*TASK PROMPT*. Transcribe every one of the rows below word for word, and omit the pictures from your answer.

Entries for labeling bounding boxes
● ● ●

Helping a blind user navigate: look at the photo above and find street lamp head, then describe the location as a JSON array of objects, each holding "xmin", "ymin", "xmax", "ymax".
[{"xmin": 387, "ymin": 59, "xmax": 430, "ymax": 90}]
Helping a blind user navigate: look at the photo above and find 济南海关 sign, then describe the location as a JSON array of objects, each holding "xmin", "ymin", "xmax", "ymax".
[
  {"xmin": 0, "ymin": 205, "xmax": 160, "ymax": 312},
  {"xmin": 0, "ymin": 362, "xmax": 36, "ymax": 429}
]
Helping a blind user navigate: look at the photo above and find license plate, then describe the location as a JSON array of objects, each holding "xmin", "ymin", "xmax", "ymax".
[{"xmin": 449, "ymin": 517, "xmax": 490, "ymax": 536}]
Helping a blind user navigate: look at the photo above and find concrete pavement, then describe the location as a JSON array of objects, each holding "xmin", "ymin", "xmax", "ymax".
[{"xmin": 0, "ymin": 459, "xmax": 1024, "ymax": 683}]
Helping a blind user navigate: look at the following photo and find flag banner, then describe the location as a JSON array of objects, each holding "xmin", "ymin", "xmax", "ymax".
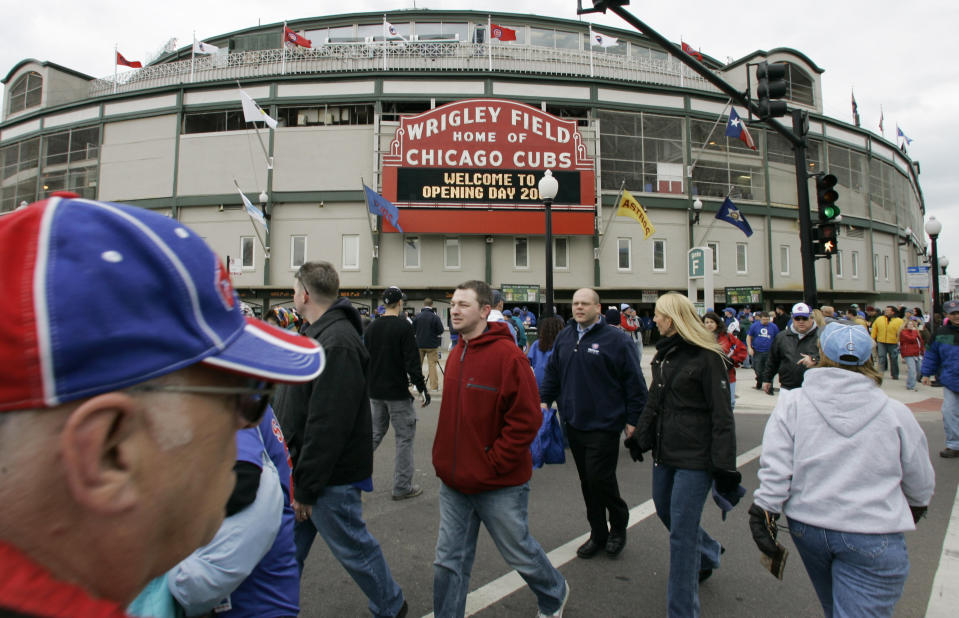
[
  {"xmin": 363, "ymin": 184, "xmax": 403, "ymax": 233},
  {"xmin": 240, "ymin": 90, "xmax": 276, "ymax": 129},
  {"xmin": 680, "ymin": 41, "xmax": 703, "ymax": 62},
  {"xmin": 117, "ymin": 52, "xmax": 143, "ymax": 69},
  {"xmin": 716, "ymin": 197, "xmax": 753, "ymax": 237},
  {"xmin": 590, "ymin": 32, "xmax": 619, "ymax": 48},
  {"xmin": 616, "ymin": 189, "xmax": 656, "ymax": 240},
  {"xmin": 490, "ymin": 24, "xmax": 516, "ymax": 41},
  {"xmin": 233, "ymin": 184, "xmax": 269, "ymax": 230},
  {"xmin": 896, "ymin": 124, "xmax": 912, "ymax": 146},
  {"xmin": 193, "ymin": 41, "xmax": 220, "ymax": 54},
  {"xmin": 726, "ymin": 107, "xmax": 756, "ymax": 150},
  {"xmin": 283, "ymin": 26, "xmax": 313, "ymax": 47}
]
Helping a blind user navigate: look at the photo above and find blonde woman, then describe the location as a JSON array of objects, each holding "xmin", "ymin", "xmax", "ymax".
[{"xmin": 633, "ymin": 293, "xmax": 742, "ymax": 617}]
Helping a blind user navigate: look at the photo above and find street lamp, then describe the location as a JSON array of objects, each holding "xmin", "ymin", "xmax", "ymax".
[
  {"xmin": 926, "ymin": 217, "xmax": 942, "ymax": 315},
  {"xmin": 539, "ymin": 170, "xmax": 559, "ymax": 318}
]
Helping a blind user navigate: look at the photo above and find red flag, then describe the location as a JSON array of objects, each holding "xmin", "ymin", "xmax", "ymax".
[
  {"xmin": 117, "ymin": 52, "xmax": 143, "ymax": 69},
  {"xmin": 283, "ymin": 26, "xmax": 313, "ymax": 47},
  {"xmin": 490, "ymin": 24, "xmax": 516, "ymax": 41},
  {"xmin": 680, "ymin": 41, "xmax": 703, "ymax": 62}
]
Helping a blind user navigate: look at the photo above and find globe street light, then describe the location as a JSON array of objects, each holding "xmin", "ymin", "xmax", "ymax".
[
  {"xmin": 539, "ymin": 170, "xmax": 559, "ymax": 318},
  {"xmin": 926, "ymin": 217, "xmax": 942, "ymax": 315}
]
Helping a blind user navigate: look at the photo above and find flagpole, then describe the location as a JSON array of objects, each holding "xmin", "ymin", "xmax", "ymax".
[{"xmin": 486, "ymin": 15, "xmax": 493, "ymax": 73}]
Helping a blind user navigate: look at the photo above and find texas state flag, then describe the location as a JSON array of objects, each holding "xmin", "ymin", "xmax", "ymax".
[{"xmin": 726, "ymin": 107, "xmax": 756, "ymax": 150}]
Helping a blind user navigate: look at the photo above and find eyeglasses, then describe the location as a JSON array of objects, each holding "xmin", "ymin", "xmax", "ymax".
[{"xmin": 127, "ymin": 382, "xmax": 276, "ymax": 426}]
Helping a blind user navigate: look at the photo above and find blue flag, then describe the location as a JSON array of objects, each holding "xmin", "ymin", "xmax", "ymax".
[
  {"xmin": 363, "ymin": 184, "xmax": 403, "ymax": 233},
  {"xmin": 716, "ymin": 197, "xmax": 753, "ymax": 236}
]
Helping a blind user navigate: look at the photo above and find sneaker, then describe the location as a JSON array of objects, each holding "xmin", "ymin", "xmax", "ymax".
[
  {"xmin": 536, "ymin": 581, "xmax": 569, "ymax": 618},
  {"xmin": 393, "ymin": 485, "xmax": 423, "ymax": 500}
]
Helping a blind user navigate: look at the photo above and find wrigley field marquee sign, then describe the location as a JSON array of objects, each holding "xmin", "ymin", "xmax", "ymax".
[{"xmin": 382, "ymin": 99, "xmax": 596, "ymax": 234}]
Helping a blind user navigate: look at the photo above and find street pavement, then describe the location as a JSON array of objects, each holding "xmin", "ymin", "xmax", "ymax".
[{"xmin": 301, "ymin": 347, "xmax": 959, "ymax": 618}]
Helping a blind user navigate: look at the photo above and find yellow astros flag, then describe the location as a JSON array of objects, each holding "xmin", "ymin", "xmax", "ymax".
[{"xmin": 616, "ymin": 189, "xmax": 656, "ymax": 240}]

● ● ●

*RESULT OF THE TASK*.
Helping a blind user navigate: look at the photo above and find street lamp head, then describe the location as a JSON array of objects, each holding "xmin", "ymin", "xmax", "ymax".
[{"xmin": 387, "ymin": 59, "xmax": 430, "ymax": 90}]
Helping a blind user navigate: look at the photo above and find 济南海关 sign, then describe the location as a JSON array of objects, each holding "xmin", "ymin", "xmax", "ymax".
[
  {"xmin": 0, "ymin": 205, "xmax": 160, "ymax": 312},
  {"xmin": 0, "ymin": 362, "xmax": 36, "ymax": 429}
]
Helping a blind user navigate: look at the photo above and find license plate, then describe the location as a JSON array of objects, each holding "xmin", "ymin", "xmax", "ymax".
[{"xmin": 449, "ymin": 517, "xmax": 490, "ymax": 536}]
Helping a blind user navigate: look at the photo above and find concrete pavement, then describe the location as a JSON array of objects, each holding "xmin", "ymin", "xmax", "ymax".
[{"xmin": 0, "ymin": 459, "xmax": 1024, "ymax": 683}]
Helping a blind user navigate: look at the following photo and find flag banner, then describe the location as a JSON array of objects, each holding "xmin", "ymin", "xmax", "ymax".
[
  {"xmin": 363, "ymin": 184, "xmax": 403, "ymax": 233},
  {"xmin": 240, "ymin": 90, "xmax": 276, "ymax": 129},
  {"xmin": 680, "ymin": 41, "xmax": 703, "ymax": 62},
  {"xmin": 117, "ymin": 52, "xmax": 143, "ymax": 69},
  {"xmin": 716, "ymin": 197, "xmax": 753, "ymax": 237},
  {"xmin": 590, "ymin": 32, "xmax": 619, "ymax": 48},
  {"xmin": 616, "ymin": 189, "xmax": 656, "ymax": 240},
  {"xmin": 490, "ymin": 24, "xmax": 516, "ymax": 41},
  {"xmin": 233, "ymin": 184, "xmax": 269, "ymax": 230},
  {"xmin": 896, "ymin": 124, "xmax": 912, "ymax": 146},
  {"xmin": 193, "ymin": 41, "xmax": 220, "ymax": 54},
  {"xmin": 726, "ymin": 107, "xmax": 756, "ymax": 150},
  {"xmin": 283, "ymin": 26, "xmax": 313, "ymax": 47}
]
Helping a blind user navigate: look at the photo above and find blonde woman, then describe the location as a JSON array of objects, each holding "xmin", "ymin", "xmax", "ymax".
[{"xmin": 633, "ymin": 293, "xmax": 742, "ymax": 617}]
Helping a blind user navigate: look at the photo above and find street lamp, then describe the location as a JSON array of objects, each holding "xmin", "ymin", "xmax", "ymax".
[
  {"xmin": 926, "ymin": 217, "xmax": 942, "ymax": 315},
  {"xmin": 539, "ymin": 170, "xmax": 559, "ymax": 318}
]
Helping a blind user navigate: look at the photo above and find red flag, then describe the location as a JSON array of objects, each holding "xmin", "ymin", "xmax", "ymax".
[
  {"xmin": 117, "ymin": 52, "xmax": 143, "ymax": 69},
  {"xmin": 283, "ymin": 26, "xmax": 313, "ymax": 47},
  {"xmin": 490, "ymin": 24, "xmax": 516, "ymax": 41},
  {"xmin": 680, "ymin": 41, "xmax": 703, "ymax": 62}
]
Helping a blind user navigate: look at the photo above and find globe street light, then describe the location as a JSON array of objects, each holding "xmin", "ymin", "xmax", "ymax".
[
  {"xmin": 539, "ymin": 170, "xmax": 559, "ymax": 318},
  {"xmin": 926, "ymin": 217, "xmax": 942, "ymax": 315}
]
Helping a blind user navigate: look at the photo above and find flagpole, then describe the location as a JSON array of objects, each holding "xmin", "ymin", "xmax", "ymax".
[{"xmin": 486, "ymin": 15, "xmax": 493, "ymax": 73}]
Helping a blind user navigate: look at the photo above and find texas state flag, then describe the location as a JSON array of objects, each holding "xmin", "ymin", "xmax", "ymax".
[{"xmin": 726, "ymin": 107, "xmax": 756, "ymax": 150}]
Helping a blind user navigate: look at the photo above and find eyeglasses, then describe the location as a JSON array of objects, each holding "xmin", "ymin", "xmax", "ymax".
[{"xmin": 127, "ymin": 382, "xmax": 276, "ymax": 426}]
Helping a blind user navigate: look at the photo above and find blue flag, then describe the location as a JSON array of objects, each holding "xmin", "ymin", "xmax", "ymax".
[
  {"xmin": 363, "ymin": 184, "xmax": 403, "ymax": 233},
  {"xmin": 716, "ymin": 197, "xmax": 753, "ymax": 236}
]
Helping a blind user navigate: look at the photo above and find sneaker, then describe the location as a JSON array of objects, each holding "xmin", "ymin", "xmax", "ymax".
[
  {"xmin": 536, "ymin": 581, "xmax": 569, "ymax": 618},
  {"xmin": 393, "ymin": 485, "xmax": 423, "ymax": 500}
]
Helping a blind user navigate: look at the photo above and find wrigley field marquee sign, then describe the location as a JSON array of objects, each holding "xmin", "ymin", "xmax", "ymax".
[{"xmin": 382, "ymin": 99, "xmax": 596, "ymax": 234}]
Helping a blind user navigate: look at the photo above and find street pavement, then describe the location as a JSON array of objects, each holding "xmin", "ymin", "xmax", "ymax".
[{"xmin": 301, "ymin": 347, "xmax": 959, "ymax": 618}]
Helping a blind user navigate: look at the photo above and find yellow astros flag, then describe the location as a JSON array of objects, each holding "xmin", "ymin", "xmax", "ymax".
[{"xmin": 616, "ymin": 189, "xmax": 656, "ymax": 240}]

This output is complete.